◆ WORK TO COMPLETE:
Return, exactly, the line that contains "The component shall return one point per instance of the forest" together with all lines after it to the end of the entries, and no further lines.

◆ DATA SHOWN:
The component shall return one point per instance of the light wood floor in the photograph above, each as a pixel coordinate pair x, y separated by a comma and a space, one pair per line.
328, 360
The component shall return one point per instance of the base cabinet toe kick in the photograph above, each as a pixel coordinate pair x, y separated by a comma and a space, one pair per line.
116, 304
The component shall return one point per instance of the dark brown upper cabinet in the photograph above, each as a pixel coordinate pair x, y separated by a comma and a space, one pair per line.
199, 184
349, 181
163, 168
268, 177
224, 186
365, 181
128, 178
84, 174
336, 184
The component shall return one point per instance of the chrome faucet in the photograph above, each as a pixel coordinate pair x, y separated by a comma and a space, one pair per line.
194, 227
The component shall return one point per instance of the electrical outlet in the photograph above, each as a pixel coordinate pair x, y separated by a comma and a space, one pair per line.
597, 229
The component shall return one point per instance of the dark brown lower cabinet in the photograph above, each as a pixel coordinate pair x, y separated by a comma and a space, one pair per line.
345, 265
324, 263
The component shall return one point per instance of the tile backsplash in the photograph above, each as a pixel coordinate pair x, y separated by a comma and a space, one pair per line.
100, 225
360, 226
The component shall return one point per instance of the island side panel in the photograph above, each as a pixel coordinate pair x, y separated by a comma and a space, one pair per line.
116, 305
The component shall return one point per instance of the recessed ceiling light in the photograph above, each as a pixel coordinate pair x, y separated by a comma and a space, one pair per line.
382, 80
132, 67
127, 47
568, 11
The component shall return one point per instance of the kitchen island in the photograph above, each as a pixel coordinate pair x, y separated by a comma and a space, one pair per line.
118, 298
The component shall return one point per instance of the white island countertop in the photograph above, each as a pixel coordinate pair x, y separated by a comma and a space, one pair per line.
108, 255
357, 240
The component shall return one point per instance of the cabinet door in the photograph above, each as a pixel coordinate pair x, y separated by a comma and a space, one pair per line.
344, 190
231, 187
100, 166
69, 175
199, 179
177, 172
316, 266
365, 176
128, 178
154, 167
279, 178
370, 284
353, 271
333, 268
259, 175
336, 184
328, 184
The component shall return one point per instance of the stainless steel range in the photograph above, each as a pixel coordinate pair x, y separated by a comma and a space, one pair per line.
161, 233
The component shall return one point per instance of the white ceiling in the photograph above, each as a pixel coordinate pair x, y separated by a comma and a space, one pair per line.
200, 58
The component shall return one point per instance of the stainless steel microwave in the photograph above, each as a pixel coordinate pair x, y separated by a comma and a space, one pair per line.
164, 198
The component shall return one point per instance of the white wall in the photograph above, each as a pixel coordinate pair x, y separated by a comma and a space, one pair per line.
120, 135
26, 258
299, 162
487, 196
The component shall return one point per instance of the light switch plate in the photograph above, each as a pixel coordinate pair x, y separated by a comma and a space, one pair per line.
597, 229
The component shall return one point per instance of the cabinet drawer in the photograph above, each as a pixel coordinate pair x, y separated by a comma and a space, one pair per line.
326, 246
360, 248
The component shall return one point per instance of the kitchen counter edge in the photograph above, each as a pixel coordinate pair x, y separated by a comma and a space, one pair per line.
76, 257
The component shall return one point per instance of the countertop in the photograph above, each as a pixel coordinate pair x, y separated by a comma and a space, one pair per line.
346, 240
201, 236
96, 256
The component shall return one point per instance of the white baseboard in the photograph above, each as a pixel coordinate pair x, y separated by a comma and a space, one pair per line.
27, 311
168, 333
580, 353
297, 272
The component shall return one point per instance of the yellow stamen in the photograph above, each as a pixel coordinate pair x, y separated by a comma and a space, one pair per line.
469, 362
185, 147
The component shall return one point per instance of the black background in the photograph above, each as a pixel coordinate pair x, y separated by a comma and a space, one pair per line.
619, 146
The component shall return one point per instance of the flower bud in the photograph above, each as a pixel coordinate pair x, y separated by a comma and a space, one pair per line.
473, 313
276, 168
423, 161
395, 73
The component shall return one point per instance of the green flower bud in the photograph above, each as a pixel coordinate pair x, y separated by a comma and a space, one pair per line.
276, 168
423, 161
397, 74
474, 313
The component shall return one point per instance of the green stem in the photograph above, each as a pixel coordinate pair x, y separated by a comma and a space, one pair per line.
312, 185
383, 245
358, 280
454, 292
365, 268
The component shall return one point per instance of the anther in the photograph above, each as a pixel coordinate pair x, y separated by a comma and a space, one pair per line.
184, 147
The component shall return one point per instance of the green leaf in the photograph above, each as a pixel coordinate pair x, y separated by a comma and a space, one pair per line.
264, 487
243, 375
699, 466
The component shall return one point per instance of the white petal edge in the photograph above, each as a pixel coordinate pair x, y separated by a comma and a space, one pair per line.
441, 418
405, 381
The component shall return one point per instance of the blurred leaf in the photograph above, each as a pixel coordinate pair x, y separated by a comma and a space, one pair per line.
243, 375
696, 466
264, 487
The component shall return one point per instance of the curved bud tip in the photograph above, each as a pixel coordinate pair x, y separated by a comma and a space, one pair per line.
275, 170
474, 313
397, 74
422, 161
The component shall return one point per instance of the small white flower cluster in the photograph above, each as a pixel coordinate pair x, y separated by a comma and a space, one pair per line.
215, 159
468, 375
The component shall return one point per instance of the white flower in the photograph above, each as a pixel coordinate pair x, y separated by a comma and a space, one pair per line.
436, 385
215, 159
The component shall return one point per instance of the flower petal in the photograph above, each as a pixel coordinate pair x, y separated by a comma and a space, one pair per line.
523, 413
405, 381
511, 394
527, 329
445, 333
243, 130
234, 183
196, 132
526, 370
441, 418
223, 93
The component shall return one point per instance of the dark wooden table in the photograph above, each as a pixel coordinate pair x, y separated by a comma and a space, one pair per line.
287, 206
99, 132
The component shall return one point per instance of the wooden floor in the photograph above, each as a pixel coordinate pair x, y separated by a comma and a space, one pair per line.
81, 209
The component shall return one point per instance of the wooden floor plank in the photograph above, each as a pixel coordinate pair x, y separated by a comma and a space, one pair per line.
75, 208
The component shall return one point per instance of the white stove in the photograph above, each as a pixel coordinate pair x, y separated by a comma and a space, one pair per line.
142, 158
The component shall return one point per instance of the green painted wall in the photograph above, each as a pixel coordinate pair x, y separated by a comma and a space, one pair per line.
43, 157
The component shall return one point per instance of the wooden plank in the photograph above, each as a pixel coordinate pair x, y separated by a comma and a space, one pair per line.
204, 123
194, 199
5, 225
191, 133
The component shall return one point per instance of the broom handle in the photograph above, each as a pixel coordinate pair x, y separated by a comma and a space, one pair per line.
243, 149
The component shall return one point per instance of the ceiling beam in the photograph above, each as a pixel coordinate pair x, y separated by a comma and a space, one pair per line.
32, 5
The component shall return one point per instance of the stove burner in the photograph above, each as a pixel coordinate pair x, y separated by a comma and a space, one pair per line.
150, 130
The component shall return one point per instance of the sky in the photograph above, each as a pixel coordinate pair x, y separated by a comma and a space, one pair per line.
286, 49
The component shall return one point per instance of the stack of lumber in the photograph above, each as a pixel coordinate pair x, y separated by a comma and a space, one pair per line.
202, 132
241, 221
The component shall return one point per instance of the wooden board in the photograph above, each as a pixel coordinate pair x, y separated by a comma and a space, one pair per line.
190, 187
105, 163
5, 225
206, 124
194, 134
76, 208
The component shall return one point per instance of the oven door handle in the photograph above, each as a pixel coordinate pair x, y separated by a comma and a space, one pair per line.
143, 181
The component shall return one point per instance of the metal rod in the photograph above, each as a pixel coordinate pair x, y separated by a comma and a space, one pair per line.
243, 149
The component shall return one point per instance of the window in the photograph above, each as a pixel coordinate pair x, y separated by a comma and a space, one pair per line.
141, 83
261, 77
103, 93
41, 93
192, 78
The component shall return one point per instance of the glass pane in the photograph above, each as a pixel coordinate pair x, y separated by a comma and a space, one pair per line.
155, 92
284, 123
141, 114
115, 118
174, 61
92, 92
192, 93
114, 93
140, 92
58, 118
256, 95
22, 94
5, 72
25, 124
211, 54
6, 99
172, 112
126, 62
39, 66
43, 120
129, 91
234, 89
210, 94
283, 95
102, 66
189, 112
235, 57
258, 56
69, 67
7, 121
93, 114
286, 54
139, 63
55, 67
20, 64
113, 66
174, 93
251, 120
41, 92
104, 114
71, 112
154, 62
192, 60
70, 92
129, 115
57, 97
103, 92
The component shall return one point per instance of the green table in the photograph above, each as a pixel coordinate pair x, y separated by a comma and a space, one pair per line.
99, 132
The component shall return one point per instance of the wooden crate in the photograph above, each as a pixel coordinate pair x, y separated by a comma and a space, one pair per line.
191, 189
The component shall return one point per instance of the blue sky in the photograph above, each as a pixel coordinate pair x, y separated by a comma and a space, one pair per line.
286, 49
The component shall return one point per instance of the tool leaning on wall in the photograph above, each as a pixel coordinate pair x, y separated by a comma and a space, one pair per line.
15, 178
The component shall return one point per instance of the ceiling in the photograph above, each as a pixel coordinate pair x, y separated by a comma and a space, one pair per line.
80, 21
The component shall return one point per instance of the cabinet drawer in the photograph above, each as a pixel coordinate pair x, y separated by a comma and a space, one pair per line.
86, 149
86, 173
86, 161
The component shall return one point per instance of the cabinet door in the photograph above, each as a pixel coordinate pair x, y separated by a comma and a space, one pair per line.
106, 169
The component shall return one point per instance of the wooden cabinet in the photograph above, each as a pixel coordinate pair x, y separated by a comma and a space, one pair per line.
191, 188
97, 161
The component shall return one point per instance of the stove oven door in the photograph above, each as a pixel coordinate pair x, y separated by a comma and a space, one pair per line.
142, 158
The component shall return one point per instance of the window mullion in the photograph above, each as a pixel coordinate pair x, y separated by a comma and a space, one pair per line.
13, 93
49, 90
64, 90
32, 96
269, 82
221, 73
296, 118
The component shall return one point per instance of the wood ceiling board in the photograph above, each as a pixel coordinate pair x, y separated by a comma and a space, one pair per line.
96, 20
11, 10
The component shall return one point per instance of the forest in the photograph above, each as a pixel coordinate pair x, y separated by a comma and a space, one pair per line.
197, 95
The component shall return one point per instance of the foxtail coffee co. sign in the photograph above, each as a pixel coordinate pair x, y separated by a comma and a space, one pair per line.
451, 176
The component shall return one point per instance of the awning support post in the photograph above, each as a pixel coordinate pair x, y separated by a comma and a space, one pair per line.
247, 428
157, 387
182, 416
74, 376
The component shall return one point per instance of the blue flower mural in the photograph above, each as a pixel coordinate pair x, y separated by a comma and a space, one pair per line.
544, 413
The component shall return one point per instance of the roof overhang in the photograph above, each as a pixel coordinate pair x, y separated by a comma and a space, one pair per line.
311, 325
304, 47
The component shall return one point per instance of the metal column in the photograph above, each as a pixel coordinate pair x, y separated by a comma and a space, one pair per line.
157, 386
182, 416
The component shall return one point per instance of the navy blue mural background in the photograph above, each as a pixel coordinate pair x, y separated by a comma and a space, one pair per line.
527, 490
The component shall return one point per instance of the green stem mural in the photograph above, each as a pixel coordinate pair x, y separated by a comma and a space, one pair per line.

◆ RESULT FOR THIS EXERCISE:
The component shall return one point per instance of the forest in the photograph above, each as a pixel coordinate pair x, y separated by a comma and a space, one pair per line.
197, 95
The component shall return one point per instance of the foxtail coffee co. sign in the photograph above, each as a pixel coordinate pair x, y separated by a comma and a space, one pair per line.
451, 176
The component shall return one point per instance of the awning support post in the photograph above, each as a pixel coordinate pair x, y separated by a comma and a space, one pair per line.
247, 428
157, 387
182, 416
74, 376
The component shall return one point per instance of the blue flower mural in the photograph above, each as a pixel coordinate pair x, y separated by a comma and a space, one pair per line.
544, 413
The component shall return one point per instance of the roof overhang in the photograph above, each as a pixel coordinate pair x, y separated by a comma and a space, one pair per line.
311, 325
304, 47
The component shall return one point per instance of the metal column in the photograph above, each as a pixel coordinate pair x, y separated by a comma and a space, one pair per line.
157, 386
182, 416
The component shall return one point per instance of the navy blue mural background in the photograph above, each as a pixel coordinate pair x, y separated by a comma and a space, one pair per line.
527, 490
The component shall return one point per instance of the green stem mural in the photograph above, each as a pixel coordinate pair x, y separated by a comma and a space, one pair per line.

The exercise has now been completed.